> [GIVEN PASSAGE]
Ever since Meryl Streep’s public outrage over pesticide use on apples in the ’80s, organic food has ignited a range of reactions in shoppers — from allure and appreciation to confusion and distrust.
Recent news that some of Whole Foods frozen vegetables are grown in China (though clearly labeled as such) has highlighted the problem. And the loop-holey laws regulating which products can be designated as organic only makes matters worse.
Further exacerbating the issue are big problems in our factory farms and food distribution chains, tight budgets, and the overwhelming volume of information required to spend your food dollars wisely.
That’s a lot to contemplate before you even reach over your cereal bowl for a banana (or not!).
But, consider this: organic can be as simple as sowing a seed in soil and growing a plant: as simple as buying some produce from the farm where it’s grown.
Cohasset’s Holly Hill Farm is a good place to see how to raise fruits and vegetables without the use of pesticides. It’s a good place to demystify your conception of organic and bring it on home – a good place to buy organically grown broccoli or carrots, potatoes or kale. In fact, as a thriving for-profit organic farm with a non-profit educational component open to the public from dawn to dusk, it’s a local treasure.

> [DATA ENTRIES]
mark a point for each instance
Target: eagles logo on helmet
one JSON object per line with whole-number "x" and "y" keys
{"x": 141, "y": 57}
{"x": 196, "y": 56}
==
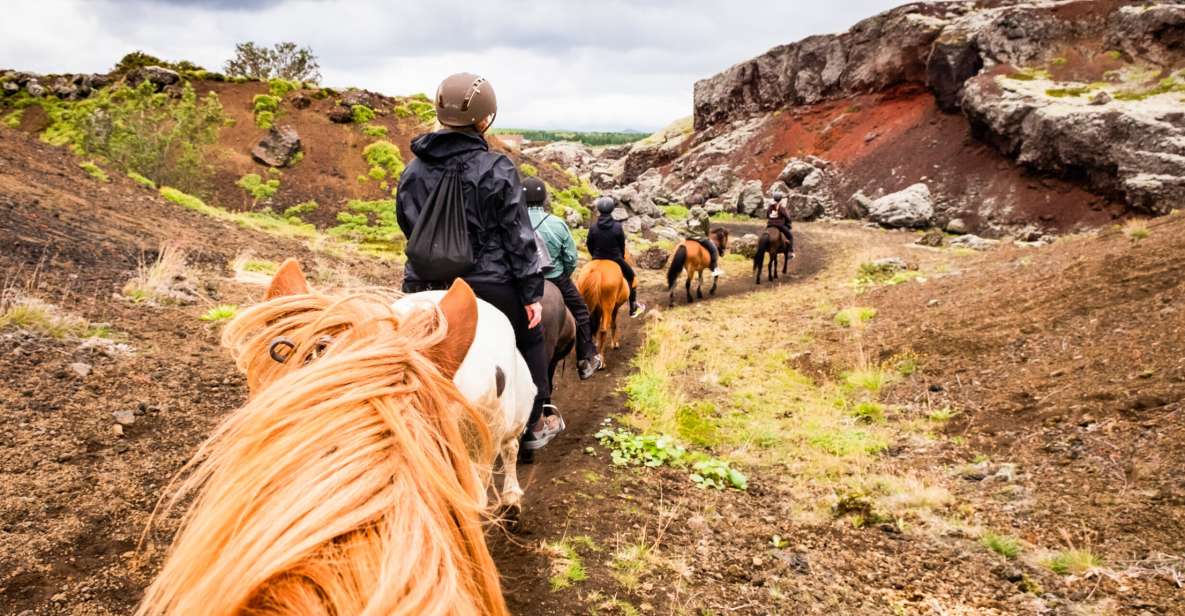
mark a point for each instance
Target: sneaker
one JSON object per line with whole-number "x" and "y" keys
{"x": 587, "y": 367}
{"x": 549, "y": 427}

> [DO THIS] Can you give the organic food passage again from "Ever since Meryl" up to and including "confusion and distrust.", renaming "shoppers" to "consumers"?

> [EXERCISE ANSWER]
Ever since Meryl Streep’s public outrage over pesticide use on apples in the ’80s, organic food has ignited a range of reactions in consumers — from allure and appreciation to confusion and distrust.